PROBLEM -
Write the records out once more, exactly as they are given.

···

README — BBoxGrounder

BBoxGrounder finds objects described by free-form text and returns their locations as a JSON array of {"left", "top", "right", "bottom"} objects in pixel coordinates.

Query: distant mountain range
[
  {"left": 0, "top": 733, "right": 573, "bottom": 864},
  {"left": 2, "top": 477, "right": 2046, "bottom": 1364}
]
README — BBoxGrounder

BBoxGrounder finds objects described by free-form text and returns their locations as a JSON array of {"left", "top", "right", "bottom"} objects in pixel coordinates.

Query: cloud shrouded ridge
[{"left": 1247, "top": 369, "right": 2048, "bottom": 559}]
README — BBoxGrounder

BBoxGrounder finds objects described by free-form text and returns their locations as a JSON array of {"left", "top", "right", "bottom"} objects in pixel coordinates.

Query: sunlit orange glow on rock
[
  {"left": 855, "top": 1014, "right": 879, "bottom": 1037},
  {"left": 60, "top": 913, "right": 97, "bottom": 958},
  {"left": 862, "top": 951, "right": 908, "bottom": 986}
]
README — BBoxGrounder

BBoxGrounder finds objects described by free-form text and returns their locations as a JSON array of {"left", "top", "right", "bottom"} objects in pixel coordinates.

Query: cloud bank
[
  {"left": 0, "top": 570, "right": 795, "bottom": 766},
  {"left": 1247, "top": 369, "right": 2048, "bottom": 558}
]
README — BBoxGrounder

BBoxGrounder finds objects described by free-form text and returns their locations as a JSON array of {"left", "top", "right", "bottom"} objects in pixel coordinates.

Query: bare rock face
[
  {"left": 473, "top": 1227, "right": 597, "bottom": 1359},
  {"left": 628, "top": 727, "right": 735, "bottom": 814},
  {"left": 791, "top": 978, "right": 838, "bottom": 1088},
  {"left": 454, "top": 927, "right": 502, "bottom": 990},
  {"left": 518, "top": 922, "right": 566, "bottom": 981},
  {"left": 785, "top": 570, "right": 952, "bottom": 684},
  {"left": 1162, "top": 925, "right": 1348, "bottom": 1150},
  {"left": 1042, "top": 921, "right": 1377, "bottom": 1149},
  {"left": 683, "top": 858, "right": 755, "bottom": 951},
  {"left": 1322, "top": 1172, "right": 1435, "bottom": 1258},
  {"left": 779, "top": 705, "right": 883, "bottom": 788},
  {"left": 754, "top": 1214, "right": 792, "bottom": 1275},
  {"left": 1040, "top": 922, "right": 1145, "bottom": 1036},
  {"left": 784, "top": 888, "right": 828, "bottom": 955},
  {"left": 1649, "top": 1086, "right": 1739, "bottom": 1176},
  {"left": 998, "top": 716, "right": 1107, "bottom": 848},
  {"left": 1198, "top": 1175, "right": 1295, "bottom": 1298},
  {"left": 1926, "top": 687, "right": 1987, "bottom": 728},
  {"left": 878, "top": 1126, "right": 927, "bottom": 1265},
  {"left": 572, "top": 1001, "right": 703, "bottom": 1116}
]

···

OUTPUT OF THE EXERCISE -
README — BBoxGrounder

BBoxGrounder finds objects described by free-form text and returns their locations as a JSON array of {"left", "top", "right", "bottom"} objects in pixel coordinates.

Query: distant mountain range
[
  {"left": 0, "top": 733, "right": 573, "bottom": 864},
  {"left": 2, "top": 477, "right": 2046, "bottom": 1364}
]
README — BBoxGrounder

BBoxGrounder finds objects described by free-form text and returns their locations as a JSON array of {"left", "top", "right", "bottom"} objects in pixel coordinates.

Query: cloud shrouded ridge
[{"left": 1247, "top": 369, "right": 2048, "bottom": 559}]
README — BBoxGrounder

BBoxGrounder finds objects described by free-form text and returns their locations as a JSON array of {"left", "top", "right", "bottom"} objects in pixel coordinates.

Query: sunlit orange glow on rock
[
  {"left": 855, "top": 1014, "right": 879, "bottom": 1037},
  {"left": 60, "top": 913, "right": 97, "bottom": 958},
  {"left": 862, "top": 951, "right": 908, "bottom": 986}
]
README — BBoxGrounder

BBoxGrounder finds objects described by free-form text and returns their locations as a JSON array of {"left", "top", "right", "bottom"} objects in pixel coordinates.

Query: cloud bank
[
  {"left": 0, "top": 570, "right": 795, "bottom": 766},
  {"left": 1247, "top": 369, "right": 2048, "bottom": 558}
]
README — BBoxGrounder

BBoxGrounder finds objects described by free-form text and returns their locations as a JSON array of {"left", "top", "right", "bottom"} objects in pixel coordinates.

Query: bare rock face
[
  {"left": 473, "top": 1227, "right": 597, "bottom": 1359},
  {"left": 628, "top": 727, "right": 735, "bottom": 814},
  {"left": 791, "top": 978, "right": 838, "bottom": 1088},
  {"left": 454, "top": 927, "right": 502, "bottom": 990},
  {"left": 518, "top": 922, "right": 566, "bottom": 981},
  {"left": 785, "top": 570, "right": 952, "bottom": 684},
  {"left": 1162, "top": 925, "right": 1348, "bottom": 1150},
  {"left": 1042, "top": 921, "right": 1377, "bottom": 1149},
  {"left": 683, "top": 858, "right": 755, "bottom": 951},
  {"left": 1322, "top": 1172, "right": 1435, "bottom": 1258},
  {"left": 779, "top": 705, "right": 883, "bottom": 788},
  {"left": 754, "top": 1214, "right": 792, "bottom": 1275},
  {"left": 1040, "top": 922, "right": 1145, "bottom": 1036},
  {"left": 784, "top": 888, "right": 828, "bottom": 955},
  {"left": 1649, "top": 1086, "right": 1739, "bottom": 1176},
  {"left": 998, "top": 716, "right": 1107, "bottom": 848},
  {"left": 1198, "top": 1175, "right": 1295, "bottom": 1298},
  {"left": 1926, "top": 687, "right": 1987, "bottom": 728},
  {"left": 878, "top": 1126, "right": 927, "bottom": 1265},
  {"left": 572, "top": 1001, "right": 703, "bottom": 1116}
]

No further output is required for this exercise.